About this task:
Beginning with the line that has "point: gray console", please write out each remaining line of the listing below, word for word.

Exercise inputs:
Segment Open

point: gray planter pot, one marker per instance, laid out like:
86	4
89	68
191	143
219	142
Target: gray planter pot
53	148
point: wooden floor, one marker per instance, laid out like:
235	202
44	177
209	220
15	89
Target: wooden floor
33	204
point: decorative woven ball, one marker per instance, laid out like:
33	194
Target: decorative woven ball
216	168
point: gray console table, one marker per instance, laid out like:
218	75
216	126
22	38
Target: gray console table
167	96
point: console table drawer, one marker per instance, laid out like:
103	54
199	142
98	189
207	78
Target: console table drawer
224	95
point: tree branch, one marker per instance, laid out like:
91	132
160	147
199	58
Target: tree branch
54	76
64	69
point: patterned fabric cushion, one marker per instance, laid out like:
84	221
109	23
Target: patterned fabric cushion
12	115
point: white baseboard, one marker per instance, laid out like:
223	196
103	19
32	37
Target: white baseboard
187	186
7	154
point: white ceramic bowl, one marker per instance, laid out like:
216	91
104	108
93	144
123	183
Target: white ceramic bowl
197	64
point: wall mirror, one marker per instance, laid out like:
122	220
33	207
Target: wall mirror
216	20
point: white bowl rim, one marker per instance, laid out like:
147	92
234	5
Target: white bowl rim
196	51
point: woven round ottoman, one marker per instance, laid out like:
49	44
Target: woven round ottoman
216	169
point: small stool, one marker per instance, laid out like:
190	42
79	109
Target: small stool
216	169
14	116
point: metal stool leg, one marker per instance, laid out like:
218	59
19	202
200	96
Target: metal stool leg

Segment Closed

Result for this task:
point: gray console table, one marker per instance, laid out like:
218	75
216	126
22	38
Target: gray console table
167	96
point: console table drawer, one marker per instance, laid out like:
103	54
199	142
98	189
207	78
Target: console table drawer
224	95
point: tree branch, one marker per instance, laid out like:
91	132
160	147
199	58
Target: tree branch
54	76
64	69
point: patterned fabric cushion, one marker per instance, laid out like:
84	221
109	23
Target: patterned fabric cushion
12	115
point: white baseboard, one marker per instance, laid out like:
223	196
103	19
32	37
Target: white baseboard
187	186
7	154
point: white ceramic bowl, one marker per instance, laid out like:
216	91
104	108
93	144
123	183
Target: white ceramic bowl
197	64
point: wall mirror, one marker per instance, laid out like:
122	220
33	207
Target: wall mirror
216	20
point: white bowl rim, one marker per instance, laid out like:
147	92
234	5
Target: white bowl rim
196	51
point: woven round ottoman, one marker per instance, laid out like:
49	44
Target: woven round ottoman
216	169
point: small stool, one marker per instance, laid out like:
190	42
79	109
Target: small stool
216	169
14	116
point: metal stool leg, one marker per instance, laid out like:
218	59
19	202
200	96
Target: metal stool leg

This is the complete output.